Mark Tilden loves solar-powered robots. He invents them like transistorized sausages and sets them free by the dozens in his house in New Mexico. Silently, they clean floors, kill flies and do kitchen chores.
But Tilden says if you read the above paragraph imagining his robots as big, with human characteristics, or attacking you in the middle of the night, then a hundred Hollywood movies have conditioned you to think robots have nasty attitudes and a cyborg head.According to many robot scientists, this latent mistrust of robots is a pervasive cultural problem. As robotics and intelligent machines are poised now with amazing possibilities to transform daily life, the bump in the road to acceptance is not technology.
Just as personal computers were not embraced by the general public some 20 years ago, robots could use a little domestic respectability.
Also, they are up against old-fashioned resistance to change.
"When my mother comes to visit," says Tilden, a laboratory scientist in biophysics at Los Alamos National Laboratories in Los Alamos, N.M., and ever jocular in his seriousness, "I have to put the robots away. She's afraid they will attack her in the middle of the night."
Tilden's tiny robot collective is the gentle opposite of mean, as are nearly all of the robotics applications moving out of universities, companies, and experimental labs today. Tilden is one of the leaders in the trend to downsize robots, free them from computers, and sometimes turn them loose in cooperative teams, or alone, to do a task or look for tasks to do.
Tilden's robots use transistors and old parts from Walkmans; some are skeletal, erector-set shapes and move slowly on wheels. Some look like butterflies. Some have brushes.
Next generation of robots
Still, pioneers in robotics, like William "Red" Whittaker at Carnegie-Mellon University in Pittsburgh know it's an uphill road to turn vision into marketplace reality. "You can't underestimate what it takes to shift the culture," he says. "It calls for a fresh generation, a heroic mix of competent peers and partners to push all this to the next level."
Generally speaking, the next level is almost here as seen in some applications - selected out of many - that can be cited as forerunners of a robotics future just around the corner.
In Sacramento, Calif., a Shell gas station is experimenting with a robotic arm that opens a car's gas cap and fills the tank with gas.
In Japan, the Robo Shop Super 24 uses robots exclusively to deliver selected food to customers.
In Hartford, Conn., at Hartford Hospital, a battery operated Helpmate Trackless Robotic Courier named Seymour gets on and off elevators by itself 24 hours a day, and delivers meals, medical records, and supplies throughout the hospital. Seymour, about four feet tall with storage shelves, radios ahead to have the elevator waiting. Nearly 100 hospitals across the country use Helpmate Robots.
"Before Seymour we had three people as runners," says Don Reynolds, director of Food and Nutrition at the hospital. "Now we lease Seymour 24 hours a day for around $6 an hour. After staff training, and after a few weeks, the naysayers got on board. I think we would have a hard time trying to do without Seymour. In fact, we are thinking of getting another."
That kind of acceptance is what Joseph Engelberger hopes ripples through society. Engelberger, the acknowledged "father of robotics," is the chairman of Helpmate Robotics in Danbury, Conn. He is a tireless advocate on behalf of the readily available technology today that comes together in robotics to benefit mankind.
`A gentle and precise touch'
But unlike Tilden, Engelberger thinks home-based or personal-task robots will "of necessity be somewhat anthropomorphic . . . with a gentle and precise touch."
Tilden blames science-fiction writer Isaac Asimov for this "anthropomorphizing of robots." He says Asimov sent a generation of scientists, along with Hollywood, in the direction of creating robots that mimic humans.
"But huge and complex robots, as fascinating as they are, have not yet proved their total efficacy in the real world," Tilden says. "And they are basically expensive."
Tilden says his little robots should be classified as "robo-bi-ol-o-gy," creatures whose initial task is to survive successfully (find sunlight in the case of solar-powered robots), and then evolve to perform tasks for mankind. They are not pre-programmed.

:::

● WORK ITEM
According to the robotics article, what does Hartford Hospital pay to lease Seymour? The entries are separate material with no connection to the robotics article.

● Text-to-region grounding data
:::

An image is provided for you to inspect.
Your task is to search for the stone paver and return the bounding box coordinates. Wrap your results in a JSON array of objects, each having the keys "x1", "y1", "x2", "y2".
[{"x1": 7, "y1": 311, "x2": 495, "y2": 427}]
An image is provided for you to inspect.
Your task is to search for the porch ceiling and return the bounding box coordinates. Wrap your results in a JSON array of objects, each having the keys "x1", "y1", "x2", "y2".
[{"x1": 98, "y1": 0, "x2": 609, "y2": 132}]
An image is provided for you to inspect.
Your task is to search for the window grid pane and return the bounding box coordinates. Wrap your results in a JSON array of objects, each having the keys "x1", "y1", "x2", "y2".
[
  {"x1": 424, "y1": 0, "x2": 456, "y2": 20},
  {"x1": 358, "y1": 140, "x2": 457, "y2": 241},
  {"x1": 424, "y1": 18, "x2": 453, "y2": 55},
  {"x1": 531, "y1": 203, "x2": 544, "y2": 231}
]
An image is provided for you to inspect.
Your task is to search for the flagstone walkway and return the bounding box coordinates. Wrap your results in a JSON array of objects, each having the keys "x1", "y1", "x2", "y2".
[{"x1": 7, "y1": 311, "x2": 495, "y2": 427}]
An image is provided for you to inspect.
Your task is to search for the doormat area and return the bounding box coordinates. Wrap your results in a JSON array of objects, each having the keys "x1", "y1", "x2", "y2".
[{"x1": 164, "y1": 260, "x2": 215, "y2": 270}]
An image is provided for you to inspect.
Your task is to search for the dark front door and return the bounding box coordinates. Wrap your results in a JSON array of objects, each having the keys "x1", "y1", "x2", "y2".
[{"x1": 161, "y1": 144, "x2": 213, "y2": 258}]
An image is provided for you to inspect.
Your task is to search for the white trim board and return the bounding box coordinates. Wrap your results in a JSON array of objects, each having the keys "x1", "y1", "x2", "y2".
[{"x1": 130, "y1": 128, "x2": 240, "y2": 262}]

:::

● RESPONSE TO THE EXERCISE
Around $6 an hour, 24 hours a day.